## What to produce
Gather every line in the material below that contains the word "child", and copy each one in full.

_____

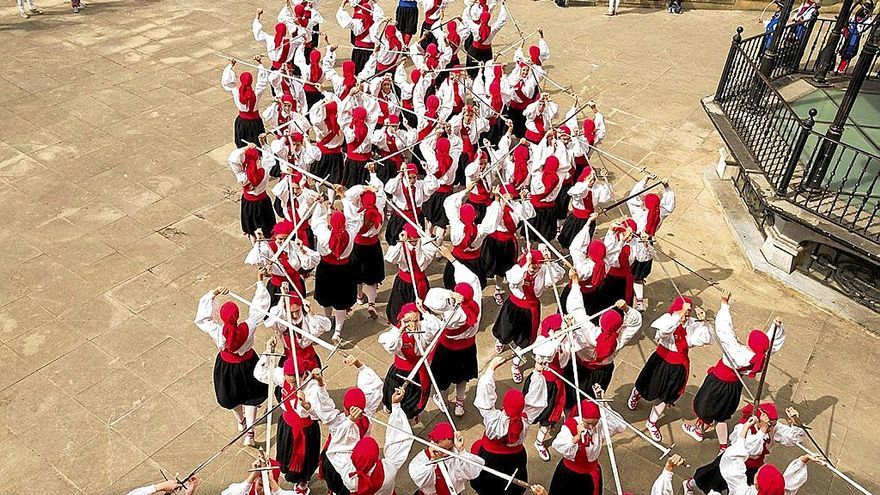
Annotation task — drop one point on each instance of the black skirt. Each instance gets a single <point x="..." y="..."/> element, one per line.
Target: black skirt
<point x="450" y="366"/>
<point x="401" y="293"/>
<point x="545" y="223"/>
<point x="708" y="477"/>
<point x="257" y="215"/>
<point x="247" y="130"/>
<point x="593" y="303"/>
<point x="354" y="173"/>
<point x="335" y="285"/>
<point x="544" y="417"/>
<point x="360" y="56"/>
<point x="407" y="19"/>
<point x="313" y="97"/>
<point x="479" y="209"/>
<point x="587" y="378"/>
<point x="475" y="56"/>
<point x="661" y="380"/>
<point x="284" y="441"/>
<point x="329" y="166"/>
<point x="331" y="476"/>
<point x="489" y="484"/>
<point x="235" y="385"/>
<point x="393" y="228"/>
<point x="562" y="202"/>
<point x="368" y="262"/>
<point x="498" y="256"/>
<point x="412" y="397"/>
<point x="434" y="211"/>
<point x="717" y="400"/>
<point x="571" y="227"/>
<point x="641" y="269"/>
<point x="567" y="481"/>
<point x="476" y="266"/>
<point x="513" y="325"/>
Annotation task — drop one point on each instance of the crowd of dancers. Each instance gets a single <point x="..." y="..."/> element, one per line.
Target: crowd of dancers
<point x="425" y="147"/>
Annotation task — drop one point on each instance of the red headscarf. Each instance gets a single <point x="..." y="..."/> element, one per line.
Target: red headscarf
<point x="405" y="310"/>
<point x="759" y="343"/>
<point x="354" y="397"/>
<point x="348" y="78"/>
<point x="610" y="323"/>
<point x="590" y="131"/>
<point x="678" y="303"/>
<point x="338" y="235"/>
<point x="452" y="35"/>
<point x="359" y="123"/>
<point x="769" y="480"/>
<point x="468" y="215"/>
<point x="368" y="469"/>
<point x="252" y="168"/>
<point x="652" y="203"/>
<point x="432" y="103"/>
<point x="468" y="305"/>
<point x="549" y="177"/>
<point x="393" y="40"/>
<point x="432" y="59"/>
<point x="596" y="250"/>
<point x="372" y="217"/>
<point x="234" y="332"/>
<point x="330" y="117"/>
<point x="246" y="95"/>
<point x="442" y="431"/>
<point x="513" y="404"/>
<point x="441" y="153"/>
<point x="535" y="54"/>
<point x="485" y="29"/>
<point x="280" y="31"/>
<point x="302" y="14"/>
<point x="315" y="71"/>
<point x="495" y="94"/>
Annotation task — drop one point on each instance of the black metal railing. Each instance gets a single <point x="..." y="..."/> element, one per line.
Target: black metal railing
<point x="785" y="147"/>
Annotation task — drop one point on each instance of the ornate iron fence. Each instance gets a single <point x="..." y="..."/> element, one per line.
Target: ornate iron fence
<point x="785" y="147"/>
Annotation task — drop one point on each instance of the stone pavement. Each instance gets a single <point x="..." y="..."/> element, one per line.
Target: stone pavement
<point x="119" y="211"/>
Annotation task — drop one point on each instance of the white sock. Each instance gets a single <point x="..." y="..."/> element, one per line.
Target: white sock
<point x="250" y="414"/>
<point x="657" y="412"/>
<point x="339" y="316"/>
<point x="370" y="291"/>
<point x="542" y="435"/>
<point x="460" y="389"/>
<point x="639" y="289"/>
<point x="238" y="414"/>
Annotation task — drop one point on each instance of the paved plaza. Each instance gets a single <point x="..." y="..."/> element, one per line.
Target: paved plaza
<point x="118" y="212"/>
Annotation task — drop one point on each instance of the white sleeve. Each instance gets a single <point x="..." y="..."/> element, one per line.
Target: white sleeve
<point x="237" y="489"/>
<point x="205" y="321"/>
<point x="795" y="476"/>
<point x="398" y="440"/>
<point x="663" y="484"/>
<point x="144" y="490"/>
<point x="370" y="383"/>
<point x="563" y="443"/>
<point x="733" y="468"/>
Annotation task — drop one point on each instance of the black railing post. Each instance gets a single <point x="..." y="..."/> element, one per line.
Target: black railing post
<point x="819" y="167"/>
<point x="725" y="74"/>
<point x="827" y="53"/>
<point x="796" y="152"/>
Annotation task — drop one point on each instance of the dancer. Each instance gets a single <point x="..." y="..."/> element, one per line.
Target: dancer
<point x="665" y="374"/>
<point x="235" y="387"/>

_____

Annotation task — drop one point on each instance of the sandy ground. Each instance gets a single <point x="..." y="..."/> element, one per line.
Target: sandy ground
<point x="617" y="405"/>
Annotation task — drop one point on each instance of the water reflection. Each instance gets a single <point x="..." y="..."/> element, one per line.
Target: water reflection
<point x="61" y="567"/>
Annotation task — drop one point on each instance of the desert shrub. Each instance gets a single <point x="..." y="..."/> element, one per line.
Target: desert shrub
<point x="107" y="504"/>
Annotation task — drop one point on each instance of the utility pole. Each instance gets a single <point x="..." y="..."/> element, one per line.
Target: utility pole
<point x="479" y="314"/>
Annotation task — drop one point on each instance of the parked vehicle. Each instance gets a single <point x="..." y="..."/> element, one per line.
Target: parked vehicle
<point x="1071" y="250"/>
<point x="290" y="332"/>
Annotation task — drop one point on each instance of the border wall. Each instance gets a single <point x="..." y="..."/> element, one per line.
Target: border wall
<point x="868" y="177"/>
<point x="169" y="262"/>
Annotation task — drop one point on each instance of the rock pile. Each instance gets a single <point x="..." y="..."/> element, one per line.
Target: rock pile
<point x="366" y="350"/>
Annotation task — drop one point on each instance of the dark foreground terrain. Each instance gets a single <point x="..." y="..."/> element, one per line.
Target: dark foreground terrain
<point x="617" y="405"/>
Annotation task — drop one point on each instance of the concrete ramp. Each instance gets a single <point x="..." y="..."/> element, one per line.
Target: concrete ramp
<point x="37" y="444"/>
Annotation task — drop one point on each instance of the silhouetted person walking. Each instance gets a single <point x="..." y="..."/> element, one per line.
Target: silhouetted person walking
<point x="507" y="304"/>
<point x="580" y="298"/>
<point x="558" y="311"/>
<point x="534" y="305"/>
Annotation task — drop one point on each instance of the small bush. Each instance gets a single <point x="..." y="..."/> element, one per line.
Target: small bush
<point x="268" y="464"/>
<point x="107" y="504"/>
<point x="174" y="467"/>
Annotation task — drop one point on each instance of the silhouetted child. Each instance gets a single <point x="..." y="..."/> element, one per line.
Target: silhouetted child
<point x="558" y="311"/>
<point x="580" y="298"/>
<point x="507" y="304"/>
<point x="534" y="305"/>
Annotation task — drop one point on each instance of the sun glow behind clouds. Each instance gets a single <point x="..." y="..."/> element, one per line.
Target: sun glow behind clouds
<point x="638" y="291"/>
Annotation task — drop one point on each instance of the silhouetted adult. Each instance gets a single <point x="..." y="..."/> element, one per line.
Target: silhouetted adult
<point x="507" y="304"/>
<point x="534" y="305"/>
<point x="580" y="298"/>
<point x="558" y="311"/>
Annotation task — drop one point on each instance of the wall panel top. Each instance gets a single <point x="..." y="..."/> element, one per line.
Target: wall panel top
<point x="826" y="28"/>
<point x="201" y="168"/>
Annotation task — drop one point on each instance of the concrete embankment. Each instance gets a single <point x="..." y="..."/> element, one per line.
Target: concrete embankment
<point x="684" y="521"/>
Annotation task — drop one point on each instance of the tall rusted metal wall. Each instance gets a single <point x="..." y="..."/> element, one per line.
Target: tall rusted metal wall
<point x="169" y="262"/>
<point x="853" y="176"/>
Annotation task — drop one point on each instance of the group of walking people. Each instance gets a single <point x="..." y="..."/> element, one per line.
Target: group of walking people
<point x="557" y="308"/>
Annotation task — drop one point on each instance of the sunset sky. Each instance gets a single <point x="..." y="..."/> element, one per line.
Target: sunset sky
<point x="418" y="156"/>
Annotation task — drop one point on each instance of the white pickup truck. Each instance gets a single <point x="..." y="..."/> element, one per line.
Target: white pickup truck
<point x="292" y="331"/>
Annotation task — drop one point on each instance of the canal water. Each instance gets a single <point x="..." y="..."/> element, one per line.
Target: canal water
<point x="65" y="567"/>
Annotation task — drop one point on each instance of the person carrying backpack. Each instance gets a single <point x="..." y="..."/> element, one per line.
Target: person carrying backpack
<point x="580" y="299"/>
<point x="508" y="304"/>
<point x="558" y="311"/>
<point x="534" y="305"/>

_____

## Solution to this problem
Annotation task — drop one point on each instance of the silhouetted child. Each instance gets a single <point x="..." y="..."/> element, one per line.
Target: silhouetted child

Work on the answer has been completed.